WRITTEN EXERCISE
Rewrite everything in the listing from the line containing "Point out eyeglasses in this frame." down to the line containing "[225,175,354,388]", replacing "lamp post" with "street lamp" and leaving all else unchanged.

RECORDS FOR PROCESSING
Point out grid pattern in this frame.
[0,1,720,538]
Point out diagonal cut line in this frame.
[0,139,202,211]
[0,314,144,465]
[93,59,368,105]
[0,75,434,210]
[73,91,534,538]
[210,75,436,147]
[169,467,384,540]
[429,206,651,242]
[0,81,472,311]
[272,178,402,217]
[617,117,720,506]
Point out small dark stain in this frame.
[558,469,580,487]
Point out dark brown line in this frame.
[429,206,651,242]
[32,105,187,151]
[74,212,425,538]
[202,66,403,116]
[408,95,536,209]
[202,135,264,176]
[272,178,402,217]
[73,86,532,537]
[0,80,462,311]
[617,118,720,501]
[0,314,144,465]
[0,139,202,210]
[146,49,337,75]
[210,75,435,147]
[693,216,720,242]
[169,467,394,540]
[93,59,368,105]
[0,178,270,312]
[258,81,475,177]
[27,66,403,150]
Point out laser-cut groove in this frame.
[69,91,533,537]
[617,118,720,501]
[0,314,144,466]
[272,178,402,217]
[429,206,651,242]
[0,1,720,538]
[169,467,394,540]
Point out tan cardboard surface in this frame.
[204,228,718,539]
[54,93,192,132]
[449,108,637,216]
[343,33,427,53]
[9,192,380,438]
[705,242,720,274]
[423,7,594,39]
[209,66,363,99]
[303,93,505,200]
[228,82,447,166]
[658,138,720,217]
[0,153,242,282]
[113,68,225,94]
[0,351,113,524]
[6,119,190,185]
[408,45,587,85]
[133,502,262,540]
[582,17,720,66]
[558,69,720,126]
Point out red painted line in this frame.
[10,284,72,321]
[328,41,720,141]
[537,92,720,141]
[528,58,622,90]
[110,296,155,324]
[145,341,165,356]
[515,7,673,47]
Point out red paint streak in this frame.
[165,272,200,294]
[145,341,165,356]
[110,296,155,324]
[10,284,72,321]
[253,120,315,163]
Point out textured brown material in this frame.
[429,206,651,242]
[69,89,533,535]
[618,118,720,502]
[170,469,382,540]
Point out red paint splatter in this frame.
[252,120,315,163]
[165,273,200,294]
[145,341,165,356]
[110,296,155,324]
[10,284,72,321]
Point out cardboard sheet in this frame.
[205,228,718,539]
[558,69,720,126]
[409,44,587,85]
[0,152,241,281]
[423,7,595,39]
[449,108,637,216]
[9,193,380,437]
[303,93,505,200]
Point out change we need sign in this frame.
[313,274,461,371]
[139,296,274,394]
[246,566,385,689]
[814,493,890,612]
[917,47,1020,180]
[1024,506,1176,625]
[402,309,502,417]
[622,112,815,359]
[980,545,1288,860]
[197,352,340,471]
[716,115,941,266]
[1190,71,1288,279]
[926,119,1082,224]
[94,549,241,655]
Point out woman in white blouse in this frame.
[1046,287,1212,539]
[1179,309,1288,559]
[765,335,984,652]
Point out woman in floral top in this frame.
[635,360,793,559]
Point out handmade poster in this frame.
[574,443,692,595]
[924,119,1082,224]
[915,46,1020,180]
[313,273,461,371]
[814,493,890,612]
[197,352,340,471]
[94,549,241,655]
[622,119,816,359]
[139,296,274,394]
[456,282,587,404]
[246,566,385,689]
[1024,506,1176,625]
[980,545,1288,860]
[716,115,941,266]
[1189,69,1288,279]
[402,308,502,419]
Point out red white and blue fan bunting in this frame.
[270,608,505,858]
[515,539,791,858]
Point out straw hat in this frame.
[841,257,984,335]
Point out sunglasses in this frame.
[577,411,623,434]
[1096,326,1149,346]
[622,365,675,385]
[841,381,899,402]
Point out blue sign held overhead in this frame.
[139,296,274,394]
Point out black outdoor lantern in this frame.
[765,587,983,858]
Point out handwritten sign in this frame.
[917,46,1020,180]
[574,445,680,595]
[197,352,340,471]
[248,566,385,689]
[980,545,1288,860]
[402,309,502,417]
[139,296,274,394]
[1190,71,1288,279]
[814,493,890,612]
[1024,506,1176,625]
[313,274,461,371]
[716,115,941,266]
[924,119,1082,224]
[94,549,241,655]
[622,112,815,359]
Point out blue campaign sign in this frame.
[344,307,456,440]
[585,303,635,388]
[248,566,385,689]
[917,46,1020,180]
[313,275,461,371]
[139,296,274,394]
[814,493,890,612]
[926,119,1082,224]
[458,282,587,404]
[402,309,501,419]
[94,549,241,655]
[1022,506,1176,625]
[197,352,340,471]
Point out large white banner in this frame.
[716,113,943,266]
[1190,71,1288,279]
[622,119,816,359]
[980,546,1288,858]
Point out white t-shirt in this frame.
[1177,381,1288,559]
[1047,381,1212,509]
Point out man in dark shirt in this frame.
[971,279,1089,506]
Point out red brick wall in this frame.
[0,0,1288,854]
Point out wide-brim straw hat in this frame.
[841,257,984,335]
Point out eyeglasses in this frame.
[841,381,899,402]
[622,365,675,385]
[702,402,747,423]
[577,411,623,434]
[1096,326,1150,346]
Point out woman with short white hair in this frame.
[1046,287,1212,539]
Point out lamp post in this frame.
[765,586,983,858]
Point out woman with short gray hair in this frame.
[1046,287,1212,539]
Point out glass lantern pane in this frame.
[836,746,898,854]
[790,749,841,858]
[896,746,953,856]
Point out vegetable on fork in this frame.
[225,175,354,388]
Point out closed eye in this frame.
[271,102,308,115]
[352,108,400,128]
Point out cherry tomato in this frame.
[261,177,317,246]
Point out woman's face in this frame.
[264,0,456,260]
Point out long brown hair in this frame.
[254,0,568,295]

RESPONSE TO THIS EXERCISE
Point out eyeglasses in this frame.
[841,381,899,402]
[622,365,675,385]
[702,402,747,423]
[577,411,623,434]
[1096,326,1150,346]
Point out woman with short white hair in this frame.
[1046,287,1212,539]
Point out street lamp in this frame.
[765,586,983,858]
Point out woman with short gray hair in this frame.
[1046,287,1212,539]
Point out glass lantern pane in this frame.
[836,746,898,854]
[790,749,841,858]
[896,746,953,856]
Point out vegetable on fork in this frame.
[225,175,354,388]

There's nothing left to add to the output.